DESCRIÇÃO DA TAREFA
Indique se cada afirmação a seguir concorda com o texto sobre Demócrito de Souza Filho, respondendo sim ou não e citando literalmente as palavras do texto que decidem a questão.
1. Demócrito de Souza Filho ingressou na Faculdade de Direito do Recife em 1941.
2. Demócrito de Souza Filho morreu no local do comício, logo após ser atingido.
3. O inquérito aberto após o fato levou à punição de policiais.

TRECHO FORNECIDO
-------------------------
Crimes que abalaram Pernambuco (2)

João Alberto Martins Sobral
Jornalista

Publicação: 06/08/2021 03:00

Demócrito de Souza Filho: Herdeiro do conceituado advogado criminalista Demócrito de Souza e de Maria Cristina Tasso de Souza e descendente de ilustres famílias pernambucanas, entrou na Faculdade de Direito do Recife em 1941. No dia 2 de março de 1945, no restaurante Lero-lero, no Centro do Recife, ele e Jorge Carneiro da Cunha rasgaram um retrato de Getúlio Vargas e distribuíram seus pedaços com os presentes. O incidente gerou reação imediata da polícia política e fez com que os estudantes se refugiassem na sede do Diario de Pernambuco, na Praça da Independência. No dia seguinte, os estudantes promoveram passeata contra a ditadura Vargas, que terminou com um comício. O primeiro orador foi o estudante Odilon Ribeiro Coutinho. Durante o discurso de Gilberto Freyre, na sacada do prédio, às 17h, a polícia de Pernambuco abriu fogo em várias direções. Demócrito, que estava ao lado, levou uma bala na testa, foi socorrido e levado para o Hospital do Pronto Socorro, onde morreu, às 20h50. Outro tiro matou o operário Manuel Elias dos Santos, conhecido por Manuel Carvoeiro, que estava entre o povo. Para evitar que o jornal publicasse a notícia das mortes, desencadeando um novo protesto contra o governo, policiais invadiram a redação e as páginas da edição do dia 4, que já estavam preparadas, foram destroçadas. Por se recusar a se submeter à censura prévia, o Diario deixou de circular no período de 4 de março a 8 de abril de 1945. O retorno foi garantido por uma sentença favorável à liberdade de imprensa, concedida pelo juiz Luiz Marinho. O fato gerou um inquérito que não levou à punição de nenhum integrante da polícia, com a alegação de  “crime de multidão”. A roupa que ele usava no dia do crime está até hoje preservada na Faculdade de Direito e, na Praça Adolfo Cirne, tem um busto dele com a inscrição “A Demócrito de Souza Filho, pelo transcurso de 10 anos de impunidade dos que lhe assassinaram e violaram a democracia no Brasil”. Alguns historiadores entendem que a morte de Demócrito de Souza Filho selou o fim da ditadura de Getúlio Vargas, depois de sua morte provocar manifestações por todo o país.
-------------------------
INFORMAÇÕES FORNECIDAS
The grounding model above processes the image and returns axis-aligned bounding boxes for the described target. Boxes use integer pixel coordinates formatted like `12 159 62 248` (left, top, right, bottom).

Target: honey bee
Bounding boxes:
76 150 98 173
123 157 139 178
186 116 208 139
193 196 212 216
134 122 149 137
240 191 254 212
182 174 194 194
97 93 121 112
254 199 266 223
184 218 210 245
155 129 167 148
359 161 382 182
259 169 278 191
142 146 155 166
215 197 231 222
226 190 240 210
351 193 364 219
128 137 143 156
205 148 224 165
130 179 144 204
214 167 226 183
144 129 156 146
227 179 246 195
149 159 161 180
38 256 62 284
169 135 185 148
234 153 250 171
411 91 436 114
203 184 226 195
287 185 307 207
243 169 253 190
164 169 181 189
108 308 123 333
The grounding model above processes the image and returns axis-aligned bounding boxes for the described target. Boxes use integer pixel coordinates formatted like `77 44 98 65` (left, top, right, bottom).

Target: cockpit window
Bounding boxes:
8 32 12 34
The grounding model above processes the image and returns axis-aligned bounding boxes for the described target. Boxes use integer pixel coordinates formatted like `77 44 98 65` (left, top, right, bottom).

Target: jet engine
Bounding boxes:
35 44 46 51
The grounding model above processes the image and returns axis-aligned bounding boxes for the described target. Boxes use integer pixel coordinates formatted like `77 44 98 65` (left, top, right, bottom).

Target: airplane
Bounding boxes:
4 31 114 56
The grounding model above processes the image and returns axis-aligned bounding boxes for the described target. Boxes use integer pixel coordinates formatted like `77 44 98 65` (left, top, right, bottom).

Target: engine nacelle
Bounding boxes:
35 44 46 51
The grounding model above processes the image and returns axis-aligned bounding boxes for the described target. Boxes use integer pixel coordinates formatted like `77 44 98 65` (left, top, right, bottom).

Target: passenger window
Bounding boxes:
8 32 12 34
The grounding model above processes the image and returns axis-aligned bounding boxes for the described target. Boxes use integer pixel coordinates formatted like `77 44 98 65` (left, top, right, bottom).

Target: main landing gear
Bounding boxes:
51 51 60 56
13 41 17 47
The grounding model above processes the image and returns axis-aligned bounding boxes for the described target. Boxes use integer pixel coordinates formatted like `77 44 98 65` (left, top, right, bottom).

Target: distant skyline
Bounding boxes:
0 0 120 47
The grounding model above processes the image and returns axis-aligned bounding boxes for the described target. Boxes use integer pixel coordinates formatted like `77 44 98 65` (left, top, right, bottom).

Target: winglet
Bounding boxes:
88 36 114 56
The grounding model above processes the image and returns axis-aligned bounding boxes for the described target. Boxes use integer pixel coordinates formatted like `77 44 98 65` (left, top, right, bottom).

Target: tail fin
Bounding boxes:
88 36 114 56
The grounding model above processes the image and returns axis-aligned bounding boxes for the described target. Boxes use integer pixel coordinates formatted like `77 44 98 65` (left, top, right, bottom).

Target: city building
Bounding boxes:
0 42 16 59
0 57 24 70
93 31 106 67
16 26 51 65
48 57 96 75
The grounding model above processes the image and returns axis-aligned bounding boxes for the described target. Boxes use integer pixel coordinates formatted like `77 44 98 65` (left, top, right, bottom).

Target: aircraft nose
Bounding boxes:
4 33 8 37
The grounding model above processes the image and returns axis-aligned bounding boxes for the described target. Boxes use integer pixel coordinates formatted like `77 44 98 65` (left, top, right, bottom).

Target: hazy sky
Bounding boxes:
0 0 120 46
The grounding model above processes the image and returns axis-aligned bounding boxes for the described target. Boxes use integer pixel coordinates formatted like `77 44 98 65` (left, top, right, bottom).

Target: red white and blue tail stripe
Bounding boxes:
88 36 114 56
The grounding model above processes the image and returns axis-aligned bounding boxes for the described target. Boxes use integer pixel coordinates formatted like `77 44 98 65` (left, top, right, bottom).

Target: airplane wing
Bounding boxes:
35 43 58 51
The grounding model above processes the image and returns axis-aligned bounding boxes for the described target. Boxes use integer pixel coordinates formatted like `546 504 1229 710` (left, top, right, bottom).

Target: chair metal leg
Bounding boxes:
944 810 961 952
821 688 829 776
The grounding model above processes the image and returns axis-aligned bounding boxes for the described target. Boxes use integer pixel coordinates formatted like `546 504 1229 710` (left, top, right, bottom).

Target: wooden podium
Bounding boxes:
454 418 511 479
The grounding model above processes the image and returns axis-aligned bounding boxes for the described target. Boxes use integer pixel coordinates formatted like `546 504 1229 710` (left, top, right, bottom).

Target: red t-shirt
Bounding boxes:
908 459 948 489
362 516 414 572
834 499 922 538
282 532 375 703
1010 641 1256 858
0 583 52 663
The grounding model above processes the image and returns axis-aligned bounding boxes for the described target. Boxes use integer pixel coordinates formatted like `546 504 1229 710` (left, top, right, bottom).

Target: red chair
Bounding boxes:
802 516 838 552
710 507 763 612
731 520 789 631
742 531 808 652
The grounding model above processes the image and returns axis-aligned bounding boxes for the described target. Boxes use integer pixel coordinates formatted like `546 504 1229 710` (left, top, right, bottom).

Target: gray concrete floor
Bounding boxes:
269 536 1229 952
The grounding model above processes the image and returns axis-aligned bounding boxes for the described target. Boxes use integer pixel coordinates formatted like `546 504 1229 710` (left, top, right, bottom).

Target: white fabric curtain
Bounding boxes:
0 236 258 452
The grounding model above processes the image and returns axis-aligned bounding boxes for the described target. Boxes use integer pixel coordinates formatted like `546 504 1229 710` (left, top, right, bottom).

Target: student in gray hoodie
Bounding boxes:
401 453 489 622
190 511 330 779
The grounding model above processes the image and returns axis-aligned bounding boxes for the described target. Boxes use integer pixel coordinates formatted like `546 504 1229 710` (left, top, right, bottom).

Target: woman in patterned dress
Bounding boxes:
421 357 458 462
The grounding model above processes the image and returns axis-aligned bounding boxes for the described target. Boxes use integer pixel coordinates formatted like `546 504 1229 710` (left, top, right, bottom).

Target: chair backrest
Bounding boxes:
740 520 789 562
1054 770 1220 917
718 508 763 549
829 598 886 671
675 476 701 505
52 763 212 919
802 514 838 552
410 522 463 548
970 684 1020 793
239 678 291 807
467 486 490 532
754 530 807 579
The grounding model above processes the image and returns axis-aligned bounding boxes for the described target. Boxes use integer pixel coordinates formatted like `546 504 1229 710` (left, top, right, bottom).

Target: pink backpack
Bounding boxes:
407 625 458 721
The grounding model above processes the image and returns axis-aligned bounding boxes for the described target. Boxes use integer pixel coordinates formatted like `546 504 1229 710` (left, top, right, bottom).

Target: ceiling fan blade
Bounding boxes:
-------------------------
SOLUÇÃO DO EXERCÍCIO
1. Sim: "entrou na Faculdade de Direito do Recife em 1941".
2. Não: "foi socorrido e levado para o Hospital do Pronto Socorro, onde morreu, às 20h50".
3. Não: "O fato gerou um inquérito que não levou à punição de nenhum integrante da polícia".